By Greg Robb, MarketWatch
The Federal Reserve has ably led the first phase of the response to the financial shock from the coronavirus, supplying reserves to the U.S. financial system and now it’s time for the International Monetary Fund and World Bank to do something similar for the global economies, says Brad Setser, a senior fellow at the Council on Foreign Relations and an expert on capital flows.
The common denominator across global economies is a shortage of dollars. Lenders are unwilling to part with the currency in times of crisis and countries that need help the most are least able to get the currency they need.
In a blog post, Setser said the IMF and the World Bank should step up to the plate.
Specifically, he called for the IMF to make a special allocation of Special Drawing Rights, a move last undertaken during the financial crisis in 2009.
In 2009, the IMF made a special allocation of $250 billion of SDRs during the financial crisis “to help stop a serious capital drain and the contagion risk facing emerging market and developing economies,” according to a U.S. Treasury report to Congress of the action.
SDRs are not currency, but can be used to supplement existing official reserves of IMF member countries. Importantly, they can be converted into dollars or euros.

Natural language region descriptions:
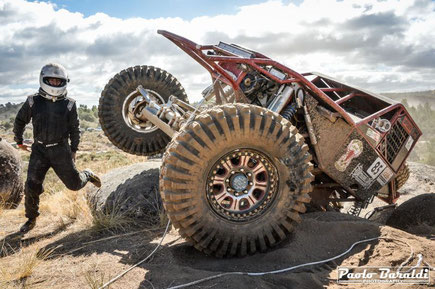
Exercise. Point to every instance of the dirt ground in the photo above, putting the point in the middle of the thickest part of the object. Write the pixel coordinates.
(85, 258)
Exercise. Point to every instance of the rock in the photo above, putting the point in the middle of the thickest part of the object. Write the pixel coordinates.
(413, 213)
(132, 190)
(11, 182)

_WHAT TO DO_
• 1. According to the article on the dollar shortage, how large was the special allocation of SDRs that the IMF made in 2009?
• 2. Retype the part of the article on the dollar shortage starting with "The common denominator" and going on through "dollars or euros.".

_SOLUTIONS BELOW_
• 1. $250 billion

• 2.
The common denominator across global economies is a shortage of dollars. Lenders are unwilling to part with the currency in times of crisis and countries that need help the most are least able to get the currency they need.
In a blog post, Setser said the IMF and the World Bank should step up to the plate.
Specifically, he called for the IMF to make a special allocation of Special Drawing Rights, a move last undertaken during the financial crisis in 2009.
In 2009, the IMF made a special allocation of $250 billion of SDRs during the financial crisis “to help stop a serious capital drain and the contagion risk facing emerging market and developing economies,” according to a U.S. Treasury report to Congress of the action.
SDRs are not currency, but can be used to supplement existing official reserves of IMF member countries. Importantly, they can be converted into dollars or euros.